### Given passage
In this case the application is designed so that Fetcher can not be scaled. Fetcher splits the data into chunks of 100 objects and keeps a record of which chunks have not been processed. Fetcher will wait for a Mapper to send a message confirming that it’s listening before sending data forward. Note how the available Mapper will be the one to receive the message so the fastest Mapper could process a large number of chunks while some of them might crash or be extremely slow. Saver will send a confirmation to Fetcher when a chunk has been saved and it will mark it as processed. So even if any part of the application crashes all of the data will be processed and saved.

We’re going to use Helm to install NATS into our cluster.

$ helm repo add nats https://nats-io.github.io/k8s/helm/charts/
  ...
$ helm repo update
...
$ helm install my-nats nats/nats
  NAME: my-nats
  LAST DEPLOYED: Thu Jul  2 15:04:56 2020
  NAMESPACE: default
  STATUS: deployed
  REVISION: 1
  TEST SUITE: None
  NOTES:
  You can find more information about running NATS on Kubernetes
  in the NATS documentation website:
  
    https://docs.nats.io/nats-on-kubernetes/nats-kubernetes
  
  NATS Box has been deployed into your cluster, you can
  now use the NATS tools within the container as follows:
  
    kubectl exec -n default -it my-nats-box -- /bin/sh -l
  
    nats-box:~# nats-sub test &
    nats-box:~# nats-pub test hi
    nats-box:~# nc my-nats 4222
  
  Thanks for using NATS!

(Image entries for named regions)
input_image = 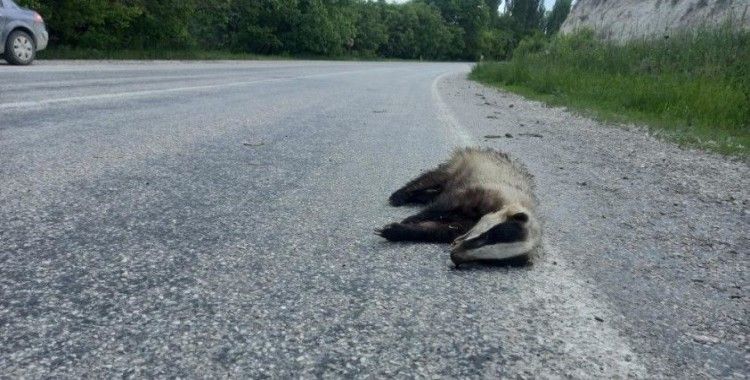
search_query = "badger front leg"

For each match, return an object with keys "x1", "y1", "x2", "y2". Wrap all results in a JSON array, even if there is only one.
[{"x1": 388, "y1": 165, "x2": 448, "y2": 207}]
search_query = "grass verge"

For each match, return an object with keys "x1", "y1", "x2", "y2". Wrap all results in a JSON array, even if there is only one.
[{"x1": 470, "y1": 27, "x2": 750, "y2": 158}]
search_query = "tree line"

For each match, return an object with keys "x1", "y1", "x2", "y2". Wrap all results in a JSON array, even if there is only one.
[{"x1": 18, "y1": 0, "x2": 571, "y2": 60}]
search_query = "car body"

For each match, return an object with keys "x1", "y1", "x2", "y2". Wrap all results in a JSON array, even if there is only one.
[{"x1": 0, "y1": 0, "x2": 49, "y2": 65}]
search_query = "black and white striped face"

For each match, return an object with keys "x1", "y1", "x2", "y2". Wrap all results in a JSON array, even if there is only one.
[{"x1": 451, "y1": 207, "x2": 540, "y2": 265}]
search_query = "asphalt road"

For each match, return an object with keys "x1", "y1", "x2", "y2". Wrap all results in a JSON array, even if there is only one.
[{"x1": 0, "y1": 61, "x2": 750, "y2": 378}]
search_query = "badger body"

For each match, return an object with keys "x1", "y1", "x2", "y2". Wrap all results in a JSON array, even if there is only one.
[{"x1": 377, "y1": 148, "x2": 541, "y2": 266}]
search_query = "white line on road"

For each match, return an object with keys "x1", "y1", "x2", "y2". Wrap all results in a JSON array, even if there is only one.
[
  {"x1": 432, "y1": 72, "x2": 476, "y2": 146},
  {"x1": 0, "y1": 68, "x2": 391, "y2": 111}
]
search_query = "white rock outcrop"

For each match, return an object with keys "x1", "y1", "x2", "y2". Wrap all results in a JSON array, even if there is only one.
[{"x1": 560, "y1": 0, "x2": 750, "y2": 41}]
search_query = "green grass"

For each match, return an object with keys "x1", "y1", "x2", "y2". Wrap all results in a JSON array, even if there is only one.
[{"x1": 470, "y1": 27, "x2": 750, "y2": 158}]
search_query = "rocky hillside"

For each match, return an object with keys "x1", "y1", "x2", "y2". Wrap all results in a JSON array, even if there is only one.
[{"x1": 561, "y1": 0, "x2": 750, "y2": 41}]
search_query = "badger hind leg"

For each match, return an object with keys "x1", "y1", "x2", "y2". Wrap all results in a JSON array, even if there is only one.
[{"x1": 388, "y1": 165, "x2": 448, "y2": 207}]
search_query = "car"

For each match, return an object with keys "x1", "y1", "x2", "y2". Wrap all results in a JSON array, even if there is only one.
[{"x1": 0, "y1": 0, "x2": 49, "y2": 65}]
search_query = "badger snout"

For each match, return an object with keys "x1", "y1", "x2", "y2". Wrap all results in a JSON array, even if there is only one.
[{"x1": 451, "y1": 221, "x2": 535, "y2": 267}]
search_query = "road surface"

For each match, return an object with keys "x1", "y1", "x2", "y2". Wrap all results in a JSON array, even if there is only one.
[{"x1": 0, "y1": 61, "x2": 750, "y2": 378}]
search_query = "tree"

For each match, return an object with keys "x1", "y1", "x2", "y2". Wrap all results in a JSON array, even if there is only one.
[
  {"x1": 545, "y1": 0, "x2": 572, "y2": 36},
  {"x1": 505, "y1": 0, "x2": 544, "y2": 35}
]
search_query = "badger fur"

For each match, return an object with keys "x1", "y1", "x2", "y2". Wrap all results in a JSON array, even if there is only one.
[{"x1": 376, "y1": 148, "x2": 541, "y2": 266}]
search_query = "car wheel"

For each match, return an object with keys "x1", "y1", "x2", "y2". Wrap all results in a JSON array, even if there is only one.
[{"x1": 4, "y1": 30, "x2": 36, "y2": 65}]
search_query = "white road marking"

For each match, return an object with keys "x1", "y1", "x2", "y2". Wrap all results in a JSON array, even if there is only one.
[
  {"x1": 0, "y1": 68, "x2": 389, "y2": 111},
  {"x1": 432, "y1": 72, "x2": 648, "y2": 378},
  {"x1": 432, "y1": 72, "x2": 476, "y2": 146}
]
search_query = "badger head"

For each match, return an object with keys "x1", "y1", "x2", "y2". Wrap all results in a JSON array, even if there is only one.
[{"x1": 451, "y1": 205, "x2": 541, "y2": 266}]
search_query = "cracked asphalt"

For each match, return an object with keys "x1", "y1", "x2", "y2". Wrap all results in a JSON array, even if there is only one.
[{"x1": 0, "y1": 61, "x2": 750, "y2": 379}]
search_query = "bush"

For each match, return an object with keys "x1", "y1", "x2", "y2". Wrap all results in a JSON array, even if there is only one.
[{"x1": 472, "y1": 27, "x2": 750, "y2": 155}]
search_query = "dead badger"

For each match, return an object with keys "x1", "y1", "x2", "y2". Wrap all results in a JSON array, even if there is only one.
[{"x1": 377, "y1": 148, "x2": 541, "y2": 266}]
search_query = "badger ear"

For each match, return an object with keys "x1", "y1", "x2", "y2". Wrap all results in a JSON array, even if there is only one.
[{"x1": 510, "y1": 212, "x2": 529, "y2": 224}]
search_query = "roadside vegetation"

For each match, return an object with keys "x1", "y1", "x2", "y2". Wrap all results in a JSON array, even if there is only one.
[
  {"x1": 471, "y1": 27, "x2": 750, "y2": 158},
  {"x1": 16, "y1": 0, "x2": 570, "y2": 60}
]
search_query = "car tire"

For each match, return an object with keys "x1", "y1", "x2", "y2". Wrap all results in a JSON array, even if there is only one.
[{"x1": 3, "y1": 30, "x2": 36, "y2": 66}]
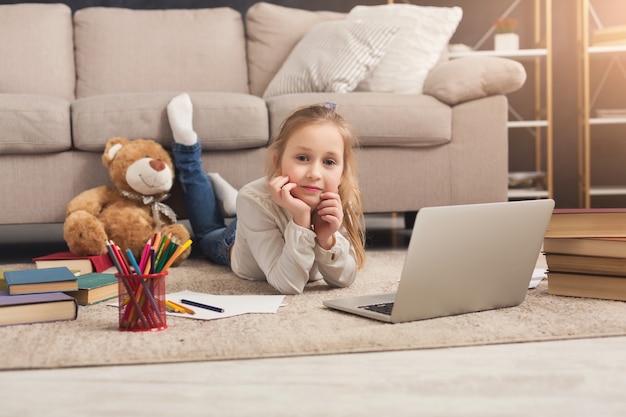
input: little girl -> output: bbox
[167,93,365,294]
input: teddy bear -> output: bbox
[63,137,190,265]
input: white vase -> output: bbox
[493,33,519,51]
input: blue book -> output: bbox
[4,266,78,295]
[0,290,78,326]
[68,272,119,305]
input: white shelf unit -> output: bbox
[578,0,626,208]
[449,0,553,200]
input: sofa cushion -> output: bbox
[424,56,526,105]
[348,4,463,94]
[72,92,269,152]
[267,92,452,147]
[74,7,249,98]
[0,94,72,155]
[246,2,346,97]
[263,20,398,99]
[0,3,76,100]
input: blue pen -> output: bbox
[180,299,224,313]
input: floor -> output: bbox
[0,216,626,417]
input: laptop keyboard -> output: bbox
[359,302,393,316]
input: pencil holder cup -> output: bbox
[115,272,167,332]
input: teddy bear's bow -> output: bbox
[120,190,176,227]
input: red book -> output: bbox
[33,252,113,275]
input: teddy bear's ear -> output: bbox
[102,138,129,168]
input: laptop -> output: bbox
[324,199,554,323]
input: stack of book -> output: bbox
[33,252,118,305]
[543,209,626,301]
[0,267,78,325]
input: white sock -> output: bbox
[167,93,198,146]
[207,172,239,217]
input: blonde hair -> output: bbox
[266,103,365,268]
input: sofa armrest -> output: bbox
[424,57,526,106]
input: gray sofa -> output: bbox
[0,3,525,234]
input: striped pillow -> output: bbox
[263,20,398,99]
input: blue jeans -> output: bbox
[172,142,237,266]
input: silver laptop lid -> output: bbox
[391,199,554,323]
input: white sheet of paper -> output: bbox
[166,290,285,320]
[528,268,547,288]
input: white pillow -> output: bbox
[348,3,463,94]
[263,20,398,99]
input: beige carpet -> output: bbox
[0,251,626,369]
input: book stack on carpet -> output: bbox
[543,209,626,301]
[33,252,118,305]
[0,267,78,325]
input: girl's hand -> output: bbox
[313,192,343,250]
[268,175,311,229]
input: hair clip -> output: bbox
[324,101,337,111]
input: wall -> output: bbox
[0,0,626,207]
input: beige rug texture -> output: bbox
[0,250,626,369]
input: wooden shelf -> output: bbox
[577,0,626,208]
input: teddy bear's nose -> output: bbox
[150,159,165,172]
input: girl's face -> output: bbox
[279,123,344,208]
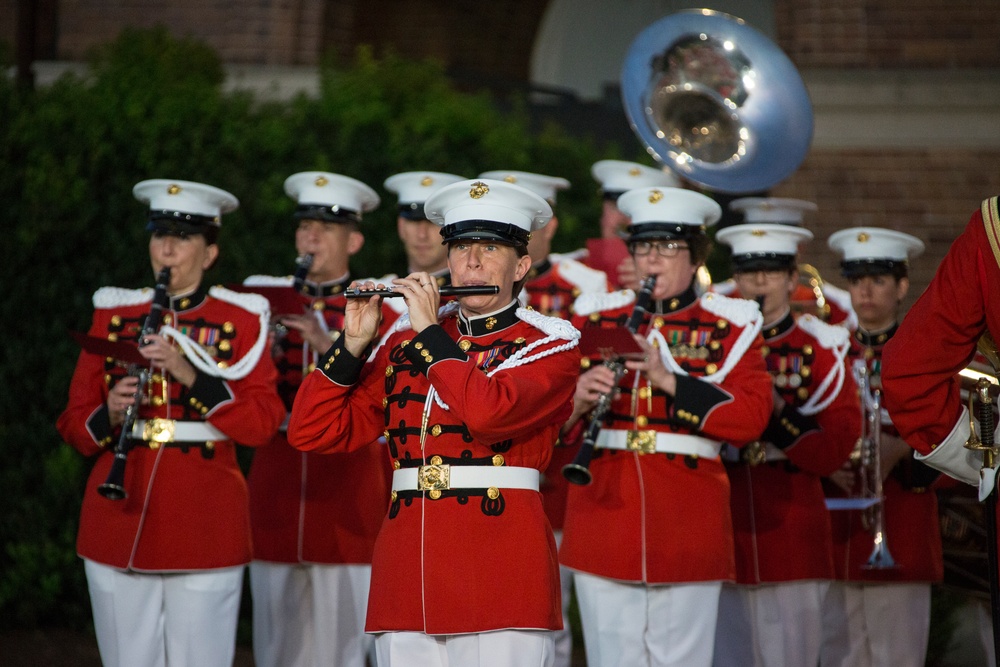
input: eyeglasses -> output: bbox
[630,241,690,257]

### Your tasks
**1.** Repeat the lines of the listing word for word, everything from the line containing "input: white vase -> output: bbox" down to the line containing "[391,199,554,323]", with both of those lines included.
**2.** Continue the passage about installing NATS into the cluster with Helm from where it stops.
The passage and the listing have nothing to do with each other.

### Answers to the exercise
**1.**
input: white vase -> output: bbox
[493,33,519,51]
input: blue book -> output: bbox
[4,266,78,295]
[0,290,78,326]
[68,272,119,305]
input: white shelf unit -> output: bbox
[578,0,626,208]
[449,0,553,200]
input: sofa cushion -> output: bbox
[424,56,526,105]
[348,4,463,94]
[72,92,269,152]
[267,92,452,147]
[74,7,249,98]
[0,94,72,155]
[246,2,346,97]
[263,20,398,99]
[0,3,76,100]
input: blue pen -> output: bbox
[180,299,224,313]
input: floor -> output: bbox
[0,216,626,417]
input: laptop keyboard -> output: bbox
[359,302,393,316]
input: pencil holder cup -> output: bbox
[115,272,167,332]
input: teddy bear's bow -> output: bbox
[120,190,176,227]
input: red book -> output: bbox
[33,252,113,275]
input: teddy bear's ear -> output: bbox
[102,138,129,168]
input: laptop -> output: bbox
[324,199,554,323]
input: stack of book -> output: bbox
[33,252,118,305]
[543,209,626,301]
[0,267,78,325]
input: white sock -> output: bbox
[167,93,198,146]
[207,172,239,217]
input: blonde hair -> output: bbox
[266,103,365,268]
input: sofa armrest -> output: bbox
[424,57,526,106]
input: gray sofa -> output: bbox
[0,3,525,234]
input: striped pillow -> output: bbox
[263,20,398,99]
input: blue jeans -> output: bbox
[172,142,237,266]
input: silver laptop lid -> output: bbox
[391,199,554,323]

**2.**
This added NATS into the cluster. At this state however, the applications don’t know where the NATS is so we’ll add that to each of the deployments

deployment.yaml

      ...
      containers:
        - name: mapper
          image: jakousa/dwk-app9-mapper:0bcd6794804c367684a9a79bb142bb4455096974
          env:
            - name: NATS_URL
              value: nats://my-nats:4222
      ...
          image: jakousa/dwk-app9-fetcher:0bcd6794804c367684a9a79bb142bb4455096974
          env:
            - name: NATS_URL
              value: nats://my-nats:4222
      ...
          image: jakousa/dwk-app9-saver:0bcd6794804c367684a9a79bb142bb4455096974
          env:
            - name: NATS_URL
              value: nats://my-nats:4222

After applying the modified deployments we can confirm that everything is working here by reading the logs of the fetcher - kubectl logs fetcher-dep-7d799bb6bf-zz8hr -f. We’ll want to monitor the state of NATS as well. Fortunately it already has a Prometheus Exporter included in port 7777. We can access from browser with kubectl port-forward my-nats-0 7777:7777 in http://127.0.0.1:7777/metrics to confirm that it works. Connecting Prometheus to the exporter will require a new resource ServiceMonitor, a CRD (Custom Resource Definition).

servicemonitor.yaml

apiVersion: monitoring.coreos.com/v1
kind: ServiceMonitor
metadata:
  name: monitoring-nats
  namespace: prometheus
  # We need a label so that Prometheus knows to listen to this
spec:
  selector:
    matchLabels:
      app: my-nats
  endpoints:
    - interval: 10s
      path: /metrics
      port: # We need to define the port which should be listened
  namespaceSelector:
    matchNames:
      - default

Let’s fill in the missing data with a bit of detective work. Let’s use the label the already existing ServiceMonitors use for now. We can check it with the following.

$ kubectl -n prometheus get prometheus
  NAME                                    VERSION   REPLICAS   AGE
  prometheus-operator-159378-prometheus   v2.18.1   1          110s

$ kubectl describe prometheus prometheus-operator-159378-prometheus
...
  Service Monitor Selector:
    Match Labels:
      Release:  prometheus-operator-1593782473
...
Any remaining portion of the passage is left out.